Here we compare the overall accuracy of the initial and post-processed models. Overall, we observe little differences in performance.

mean(test$c_nnet == test$label)
mean(test$c_nnet_mc_ridge == test$label)
mean(test$c_nnet_mc_subpop == test$label)

However, we might be concerned with model performance for smaller subpopulations. In the following, we focus on subgroups defined by 2-way conjunctions of sex, hispanic ethnicity, and race.

test <- test %>%
  group_by(sex, hisp) %>%
  mutate(sex_hisp = cur_group_id()) %>%
  group_by(sex, race) %>%
  mutate(sex_race = cur_group_id()) %>%
  group_by(hisp, race) %>%
  mutate(hisp_race = cur_group_id()) %>%
  ungroup()

grouping_vars <- c("sex", "hisp", "race", "sex_hisp", "sex_race", "hisp_race")

eval <- map(grouping_vars, group_by_at, .tbl = test) %>%
  map(summarise,
      'accuracy_nnet' = mean(c_nnet == label),
      'accuracy_nnet_mc_ridge' = mean(c_nnet_mc_ridge == label),
      'accuracy_nnet_mc_subpop' = mean(c_nnet_mc_subpop == label),
      'size' = n()) %>%
  bind_rows()

We evaluate classification accuracy on these subpopulations, and order the results according to the size of the selected subgroups (size). Subgroup accuracy varies between methods, with MCBoost-Ridge (nnet_mc_ridge) and MCBoost-Subpop (nnet_mc_subpop) stabilizing subgroup performance when compared to the initial model, respectively.

## EXTRACTED INFORMATION
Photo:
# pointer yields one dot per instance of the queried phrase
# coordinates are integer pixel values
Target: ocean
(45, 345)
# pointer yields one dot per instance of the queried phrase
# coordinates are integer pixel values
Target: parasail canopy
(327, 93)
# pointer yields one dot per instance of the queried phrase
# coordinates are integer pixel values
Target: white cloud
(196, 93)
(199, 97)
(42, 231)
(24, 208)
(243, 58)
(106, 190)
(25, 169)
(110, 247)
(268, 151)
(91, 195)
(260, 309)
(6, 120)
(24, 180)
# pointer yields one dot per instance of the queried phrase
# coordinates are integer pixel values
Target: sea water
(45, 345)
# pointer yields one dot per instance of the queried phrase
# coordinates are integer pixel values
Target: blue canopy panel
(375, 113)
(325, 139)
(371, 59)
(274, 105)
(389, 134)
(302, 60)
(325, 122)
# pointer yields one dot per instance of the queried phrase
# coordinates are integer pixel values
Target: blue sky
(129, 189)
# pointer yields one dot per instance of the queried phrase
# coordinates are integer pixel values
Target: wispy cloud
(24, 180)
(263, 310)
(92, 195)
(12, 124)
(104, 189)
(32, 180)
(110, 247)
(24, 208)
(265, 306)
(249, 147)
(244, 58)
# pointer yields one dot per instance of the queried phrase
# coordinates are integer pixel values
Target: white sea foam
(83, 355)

## WHAT IS NEEDED
Quote everything in the subgroup accuracy text from "eval <- map(grouping_vars, group_by_at, .tbl" down to "initial model, respectively.".

## WRITTEN REPLY
eval <- map(grouping_vars, group_by_at, .tbl = test) %>%
  map(summarise,
      'accuracy_nnet' = mean(c_nnet == label),
      'accuracy_nnet_mc_ridge' = mean(c_nnet_mc_ridge == label),
      'accuracy_nnet_mc_subpop' = mean(c_nnet_mc_subpop == label),
      'size' = n()) %>%
  bind_rows()

We evaluate classification accuracy on these subpopulations, and order the results according to the size of the selected subgroups (size). Subgroup accuracy varies between methods, with MCBoost-Ridge (nnet_mc_ridge) and MCBoost-Subpop (nnet_mc_subpop) stabilizing subgroup performance when compared to the initial model, respectively.